__Task directions__: In the blog post below, revise everything from "Saturday, May 12, 2012" down to "so please enjoy!" by replacing "research" with "findings".

__Passage provided__:
▼▼▼

Saturday, May 12, 2012

The End.....

Hallway Bath
We have come to the end of my blogging for this site. I started this blog - with the hope - that sharing my experiences and research, will help someone make the right decisions when engaged in their own renovation. There is some good information here, so please enjoy!

The renovation is complete and we have fared pretty well through out this renovation. The only issue that remains unresolved, is the issue with American Classic Kitchens, which I wrote about recently. 

We were, and remain, happy with the contractors; including the electrician and plumbers. They all worked hard, showed 'attention to detail' and remained professional at all times. To that end, and the end of  the blog, I would like to share the final results of  our project, by showing you the before and after pictures. In addition, I will hi-lite of what has been done, along with before and after pictures, that will hopefully give some ideas for your own renovation. 

Let us start with the hallway bathroom. This is clearly a room that gets a lot attention by your visitors, and more importantly a potential buyer, should you decide to flip the apartment. 

What you see above and below, are pictures of the original bathroom - from the 1930’s - when the building was first erected. In this apartment, both the hall and master bathrooms were identical; with the exception the master is a  bit smaller.
Original, Built-in Scale
One of the most interesting pieces of the original bathroom, was the scale, that is shown, it was built into the wall with the same 'stainless steel' look we see today. We thought it was really cool, and considered having an updated version of a scale installed in the same fashion; but I dislike scales – they are cruel to me. I am sure at least some of you know what I mean? Needless to say, there is no scale in the new hall bathroom - or in the entire apartment, for that matter.

▲▲▲

__Material provided__:
▼▼▼

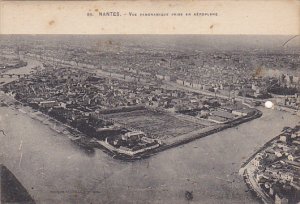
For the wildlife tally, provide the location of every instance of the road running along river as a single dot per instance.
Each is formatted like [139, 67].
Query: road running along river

▲▲▲

__Written solution__:
Saturday, May 12, 2012

The End.....

Hallway Bath
We have come to the end of my blogging for this site. I started this blog - with the hope - that sharing my experiences and findings, will help someone make the right decisions when engaged in their own renovation. There is some good information here, so please enjoy!